▶ **WRITTEN EXERCISE**
Please tally the lines in the entries below that contain the string "green", with case counting, and reply with only the number.

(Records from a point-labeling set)
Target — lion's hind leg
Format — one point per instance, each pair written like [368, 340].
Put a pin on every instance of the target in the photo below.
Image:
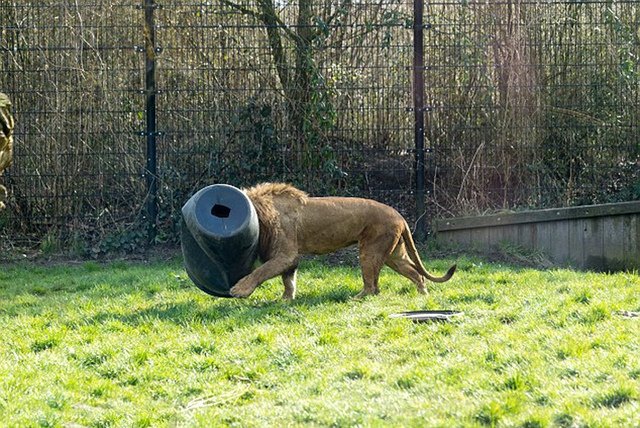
[400, 262]
[373, 255]
[289, 281]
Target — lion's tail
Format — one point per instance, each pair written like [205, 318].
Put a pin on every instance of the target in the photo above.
[415, 258]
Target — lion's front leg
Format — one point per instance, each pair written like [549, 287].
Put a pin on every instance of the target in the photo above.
[272, 268]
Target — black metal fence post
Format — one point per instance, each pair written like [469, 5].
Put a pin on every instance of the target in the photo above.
[150, 65]
[418, 109]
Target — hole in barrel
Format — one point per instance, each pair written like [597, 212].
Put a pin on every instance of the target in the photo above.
[220, 211]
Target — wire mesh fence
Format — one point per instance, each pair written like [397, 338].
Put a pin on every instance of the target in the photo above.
[527, 104]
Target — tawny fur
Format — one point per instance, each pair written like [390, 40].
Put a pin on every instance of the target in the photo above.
[292, 224]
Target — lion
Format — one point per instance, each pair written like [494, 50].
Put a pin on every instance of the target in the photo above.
[293, 224]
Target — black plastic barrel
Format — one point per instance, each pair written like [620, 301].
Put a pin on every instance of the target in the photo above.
[219, 238]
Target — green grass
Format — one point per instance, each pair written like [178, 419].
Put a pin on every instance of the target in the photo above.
[126, 345]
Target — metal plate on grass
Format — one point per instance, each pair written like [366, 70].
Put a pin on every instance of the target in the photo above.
[424, 316]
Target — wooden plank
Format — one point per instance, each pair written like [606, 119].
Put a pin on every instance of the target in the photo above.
[616, 240]
[607, 238]
[576, 243]
[593, 244]
[556, 214]
[558, 248]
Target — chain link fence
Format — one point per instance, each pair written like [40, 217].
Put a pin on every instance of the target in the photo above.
[125, 109]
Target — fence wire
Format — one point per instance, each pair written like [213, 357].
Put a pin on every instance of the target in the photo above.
[528, 104]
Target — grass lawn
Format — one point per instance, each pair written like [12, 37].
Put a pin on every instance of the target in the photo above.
[133, 345]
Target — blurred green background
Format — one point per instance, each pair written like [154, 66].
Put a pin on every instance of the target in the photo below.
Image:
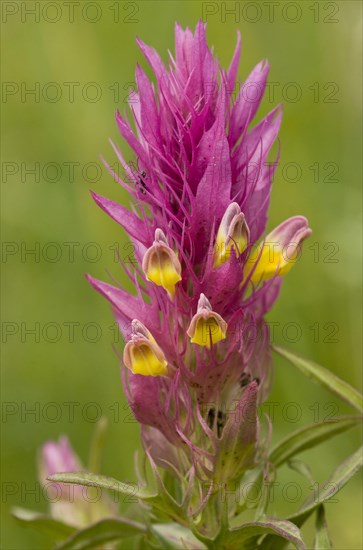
[314, 50]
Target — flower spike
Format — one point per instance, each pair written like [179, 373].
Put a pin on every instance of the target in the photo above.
[276, 255]
[233, 232]
[161, 265]
[206, 327]
[142, 355]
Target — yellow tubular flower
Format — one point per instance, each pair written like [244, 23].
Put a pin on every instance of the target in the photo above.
[276, 255]
[233, 232]
[206, 327]
[161, 265]
[142, 355]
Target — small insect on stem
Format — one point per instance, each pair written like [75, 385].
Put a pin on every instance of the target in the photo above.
[141, 182]
[216, 421]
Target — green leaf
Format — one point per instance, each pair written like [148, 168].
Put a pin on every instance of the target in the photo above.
[309, 436]
[237, 538]
[325, 378]
[322, 540]
[106, 530]
[327, 490]
[97, 445]
[95, 480]
[337, 480]
[43, 523]
[176, 537]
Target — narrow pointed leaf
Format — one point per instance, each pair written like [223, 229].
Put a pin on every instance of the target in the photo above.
[325, 378]
[94, 480]
[322, 540]
[238, 538]
[337, 480]
[43, 523]
[103, 531]
[327, 490]
[309, 436]
[174, 536]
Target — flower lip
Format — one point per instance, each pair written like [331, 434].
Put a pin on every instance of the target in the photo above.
[233, 232]
[276, 255]
[161, 265]
[206, 327]
[142, 355]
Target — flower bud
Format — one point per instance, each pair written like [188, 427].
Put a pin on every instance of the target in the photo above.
[142, 355]
[233, 232]
[279, 251]
[161, 265]
[206, 327]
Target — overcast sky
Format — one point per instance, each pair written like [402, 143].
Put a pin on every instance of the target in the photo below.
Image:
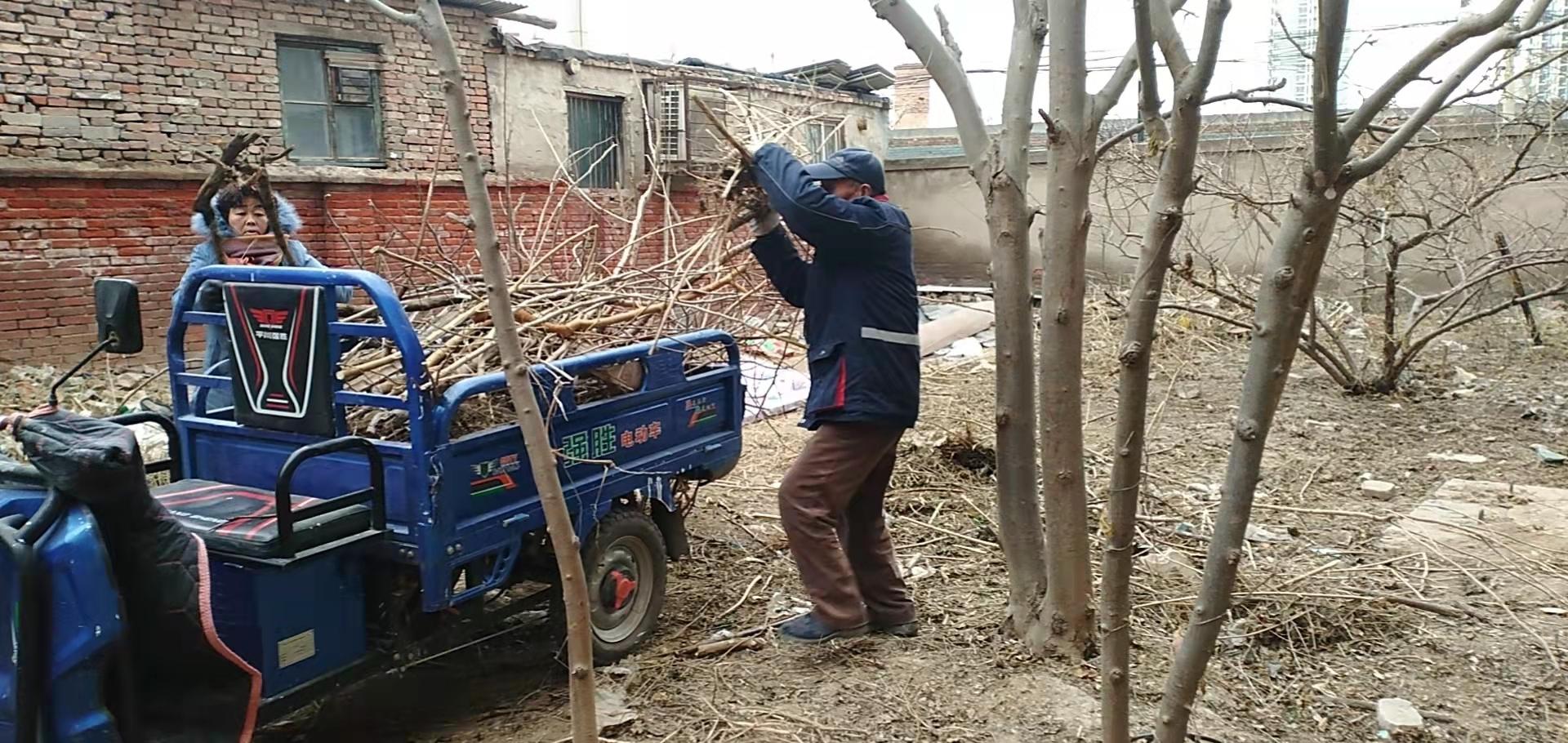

▶ **TASK RESPONSE**
3